GOAL OF THE EXERCISE> May I have the line containing "If you could place a marker on the smiling" and every line after it through the end of the data, repeated exactly and with no other lines?

:: RECORDS SUPPLIED ::

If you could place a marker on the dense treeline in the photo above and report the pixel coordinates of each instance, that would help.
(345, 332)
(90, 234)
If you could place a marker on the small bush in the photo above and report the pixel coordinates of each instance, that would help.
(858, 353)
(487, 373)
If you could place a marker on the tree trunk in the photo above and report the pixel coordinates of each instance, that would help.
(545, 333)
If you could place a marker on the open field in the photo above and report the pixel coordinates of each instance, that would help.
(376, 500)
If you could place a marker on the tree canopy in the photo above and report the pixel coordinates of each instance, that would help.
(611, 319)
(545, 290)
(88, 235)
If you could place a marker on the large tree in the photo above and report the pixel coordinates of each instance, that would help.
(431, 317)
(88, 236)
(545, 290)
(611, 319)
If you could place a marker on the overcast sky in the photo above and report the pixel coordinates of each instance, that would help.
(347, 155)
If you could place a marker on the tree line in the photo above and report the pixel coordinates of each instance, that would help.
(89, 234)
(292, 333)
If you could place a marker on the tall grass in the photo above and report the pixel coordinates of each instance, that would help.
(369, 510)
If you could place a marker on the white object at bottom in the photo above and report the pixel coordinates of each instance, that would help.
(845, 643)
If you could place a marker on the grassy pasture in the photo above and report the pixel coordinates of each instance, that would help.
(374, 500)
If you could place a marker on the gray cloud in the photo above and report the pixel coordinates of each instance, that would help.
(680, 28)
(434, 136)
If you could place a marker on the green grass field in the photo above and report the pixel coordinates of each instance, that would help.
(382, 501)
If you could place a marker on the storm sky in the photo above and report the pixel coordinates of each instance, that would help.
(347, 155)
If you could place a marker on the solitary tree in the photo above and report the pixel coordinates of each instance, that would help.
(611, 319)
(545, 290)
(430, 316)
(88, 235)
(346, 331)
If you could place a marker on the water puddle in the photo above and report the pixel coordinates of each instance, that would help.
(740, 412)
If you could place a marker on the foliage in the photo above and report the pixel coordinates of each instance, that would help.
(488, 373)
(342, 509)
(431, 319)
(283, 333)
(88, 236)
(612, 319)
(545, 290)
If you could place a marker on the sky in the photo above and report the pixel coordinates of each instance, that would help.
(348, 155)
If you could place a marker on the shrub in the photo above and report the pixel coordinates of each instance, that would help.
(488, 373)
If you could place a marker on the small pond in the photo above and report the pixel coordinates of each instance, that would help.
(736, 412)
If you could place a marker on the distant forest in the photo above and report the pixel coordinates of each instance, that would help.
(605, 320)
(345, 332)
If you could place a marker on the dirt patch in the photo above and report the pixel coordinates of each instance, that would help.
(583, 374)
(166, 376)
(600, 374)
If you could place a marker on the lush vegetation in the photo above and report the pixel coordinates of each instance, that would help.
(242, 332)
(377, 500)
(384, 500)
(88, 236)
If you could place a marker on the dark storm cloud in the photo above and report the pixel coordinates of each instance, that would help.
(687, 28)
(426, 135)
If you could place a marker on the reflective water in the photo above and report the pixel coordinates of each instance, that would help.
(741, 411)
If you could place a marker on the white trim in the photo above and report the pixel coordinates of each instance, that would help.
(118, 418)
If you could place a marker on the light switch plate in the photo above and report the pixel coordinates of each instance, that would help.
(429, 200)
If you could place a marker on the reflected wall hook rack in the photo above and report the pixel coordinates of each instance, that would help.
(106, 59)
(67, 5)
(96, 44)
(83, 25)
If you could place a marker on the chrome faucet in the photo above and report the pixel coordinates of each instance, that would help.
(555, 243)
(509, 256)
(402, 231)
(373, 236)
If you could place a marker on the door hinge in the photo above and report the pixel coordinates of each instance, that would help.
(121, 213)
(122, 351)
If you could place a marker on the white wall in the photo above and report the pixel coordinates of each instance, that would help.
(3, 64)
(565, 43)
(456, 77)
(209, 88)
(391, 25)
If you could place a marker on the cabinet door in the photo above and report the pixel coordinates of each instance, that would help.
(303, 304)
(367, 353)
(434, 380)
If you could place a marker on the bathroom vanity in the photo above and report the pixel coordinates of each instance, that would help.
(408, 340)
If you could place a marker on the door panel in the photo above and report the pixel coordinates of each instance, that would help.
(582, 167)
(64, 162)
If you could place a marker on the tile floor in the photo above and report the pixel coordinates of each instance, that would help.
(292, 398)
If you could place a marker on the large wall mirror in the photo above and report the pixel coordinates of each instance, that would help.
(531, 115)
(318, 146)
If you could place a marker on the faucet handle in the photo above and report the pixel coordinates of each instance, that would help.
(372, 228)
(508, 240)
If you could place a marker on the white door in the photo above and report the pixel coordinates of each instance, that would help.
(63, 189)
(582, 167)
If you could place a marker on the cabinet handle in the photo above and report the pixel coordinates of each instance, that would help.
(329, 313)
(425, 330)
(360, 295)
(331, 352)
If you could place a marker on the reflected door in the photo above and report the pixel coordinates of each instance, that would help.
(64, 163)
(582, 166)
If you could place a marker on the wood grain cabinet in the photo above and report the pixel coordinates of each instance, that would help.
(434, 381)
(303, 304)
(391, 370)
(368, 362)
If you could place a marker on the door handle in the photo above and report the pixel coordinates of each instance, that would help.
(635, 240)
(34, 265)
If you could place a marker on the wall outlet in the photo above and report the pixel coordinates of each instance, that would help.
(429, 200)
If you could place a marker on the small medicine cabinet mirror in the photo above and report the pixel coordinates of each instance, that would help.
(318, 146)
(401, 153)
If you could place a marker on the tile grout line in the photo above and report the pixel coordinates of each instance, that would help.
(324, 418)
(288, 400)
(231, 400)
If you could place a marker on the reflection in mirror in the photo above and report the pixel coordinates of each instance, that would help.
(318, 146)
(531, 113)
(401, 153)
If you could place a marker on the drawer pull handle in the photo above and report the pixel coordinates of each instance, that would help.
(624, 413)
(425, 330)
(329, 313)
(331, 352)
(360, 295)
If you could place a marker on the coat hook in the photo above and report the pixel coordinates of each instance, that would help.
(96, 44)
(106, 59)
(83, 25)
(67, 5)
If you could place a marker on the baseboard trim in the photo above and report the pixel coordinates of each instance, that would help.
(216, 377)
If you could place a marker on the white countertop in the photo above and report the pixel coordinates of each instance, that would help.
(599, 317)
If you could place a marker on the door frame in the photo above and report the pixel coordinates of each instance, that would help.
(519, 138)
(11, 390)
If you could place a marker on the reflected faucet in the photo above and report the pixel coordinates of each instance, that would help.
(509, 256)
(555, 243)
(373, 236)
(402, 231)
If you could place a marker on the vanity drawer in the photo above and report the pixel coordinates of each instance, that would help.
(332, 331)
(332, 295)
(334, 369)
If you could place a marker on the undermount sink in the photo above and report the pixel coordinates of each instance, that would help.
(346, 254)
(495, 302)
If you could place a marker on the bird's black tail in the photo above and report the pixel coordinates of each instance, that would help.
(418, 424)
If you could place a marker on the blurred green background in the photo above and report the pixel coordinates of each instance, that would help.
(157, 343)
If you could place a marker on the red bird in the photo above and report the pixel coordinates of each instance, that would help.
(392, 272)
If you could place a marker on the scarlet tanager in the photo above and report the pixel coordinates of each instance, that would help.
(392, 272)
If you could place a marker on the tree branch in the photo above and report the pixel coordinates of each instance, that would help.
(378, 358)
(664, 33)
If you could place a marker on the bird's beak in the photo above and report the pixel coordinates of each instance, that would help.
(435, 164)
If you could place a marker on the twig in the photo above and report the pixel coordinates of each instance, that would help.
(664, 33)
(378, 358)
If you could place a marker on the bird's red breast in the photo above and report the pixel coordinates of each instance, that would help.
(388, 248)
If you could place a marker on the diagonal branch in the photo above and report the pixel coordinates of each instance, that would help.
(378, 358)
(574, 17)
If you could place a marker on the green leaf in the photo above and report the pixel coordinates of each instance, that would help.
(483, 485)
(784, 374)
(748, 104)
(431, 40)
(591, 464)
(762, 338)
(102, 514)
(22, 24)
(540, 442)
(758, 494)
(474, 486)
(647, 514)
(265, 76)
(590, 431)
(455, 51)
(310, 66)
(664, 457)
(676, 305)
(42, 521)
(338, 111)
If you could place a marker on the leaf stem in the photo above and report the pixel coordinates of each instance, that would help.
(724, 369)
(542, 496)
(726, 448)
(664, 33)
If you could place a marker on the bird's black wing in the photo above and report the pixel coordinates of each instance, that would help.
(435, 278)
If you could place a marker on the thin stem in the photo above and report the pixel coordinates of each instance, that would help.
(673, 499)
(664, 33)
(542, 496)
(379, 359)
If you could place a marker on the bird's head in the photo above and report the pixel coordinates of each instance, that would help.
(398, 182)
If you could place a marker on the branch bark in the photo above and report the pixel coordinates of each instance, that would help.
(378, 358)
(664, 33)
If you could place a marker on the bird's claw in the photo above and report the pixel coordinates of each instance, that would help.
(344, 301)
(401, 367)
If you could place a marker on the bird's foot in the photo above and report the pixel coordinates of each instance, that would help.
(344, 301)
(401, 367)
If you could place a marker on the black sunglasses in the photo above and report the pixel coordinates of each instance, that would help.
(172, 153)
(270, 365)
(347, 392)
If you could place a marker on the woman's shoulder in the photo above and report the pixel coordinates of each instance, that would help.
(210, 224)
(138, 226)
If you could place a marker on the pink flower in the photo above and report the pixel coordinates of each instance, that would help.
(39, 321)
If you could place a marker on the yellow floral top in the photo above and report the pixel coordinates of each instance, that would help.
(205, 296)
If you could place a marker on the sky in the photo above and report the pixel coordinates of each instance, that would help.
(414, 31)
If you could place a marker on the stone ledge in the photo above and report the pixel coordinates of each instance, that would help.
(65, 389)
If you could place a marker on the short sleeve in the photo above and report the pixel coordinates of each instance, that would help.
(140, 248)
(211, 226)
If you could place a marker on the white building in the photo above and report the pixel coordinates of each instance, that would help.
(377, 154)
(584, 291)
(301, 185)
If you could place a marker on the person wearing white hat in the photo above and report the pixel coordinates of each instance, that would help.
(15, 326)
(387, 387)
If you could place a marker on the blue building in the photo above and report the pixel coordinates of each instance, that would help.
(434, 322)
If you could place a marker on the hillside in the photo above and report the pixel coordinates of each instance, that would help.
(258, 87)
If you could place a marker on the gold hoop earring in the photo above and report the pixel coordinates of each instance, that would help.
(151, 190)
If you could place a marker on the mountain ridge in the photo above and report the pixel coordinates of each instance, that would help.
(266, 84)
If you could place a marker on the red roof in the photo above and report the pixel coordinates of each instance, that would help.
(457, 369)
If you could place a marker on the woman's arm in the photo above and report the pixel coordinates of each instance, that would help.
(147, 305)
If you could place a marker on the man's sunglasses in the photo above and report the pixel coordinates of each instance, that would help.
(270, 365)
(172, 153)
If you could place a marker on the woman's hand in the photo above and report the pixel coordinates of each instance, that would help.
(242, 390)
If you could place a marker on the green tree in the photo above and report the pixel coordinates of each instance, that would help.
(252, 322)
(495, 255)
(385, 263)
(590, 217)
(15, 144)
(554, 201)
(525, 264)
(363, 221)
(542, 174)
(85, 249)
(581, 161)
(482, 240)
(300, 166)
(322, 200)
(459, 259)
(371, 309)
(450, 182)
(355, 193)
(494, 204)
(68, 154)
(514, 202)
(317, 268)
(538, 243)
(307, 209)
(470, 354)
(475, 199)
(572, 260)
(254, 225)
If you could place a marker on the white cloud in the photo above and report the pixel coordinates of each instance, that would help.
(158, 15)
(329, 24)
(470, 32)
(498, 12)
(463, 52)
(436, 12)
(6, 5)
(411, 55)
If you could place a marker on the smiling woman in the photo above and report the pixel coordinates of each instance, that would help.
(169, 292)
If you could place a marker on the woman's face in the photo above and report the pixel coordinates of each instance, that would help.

:::

RESPONSE TO THIS TASK>
If you could place a marker on the smiling woman in the photo above and report the pixel coordinates of each instance, that would help.
(169, 292)
If you could place a marker on the woman's face in the photo above and report the pixel coordinates of each instance, that would help.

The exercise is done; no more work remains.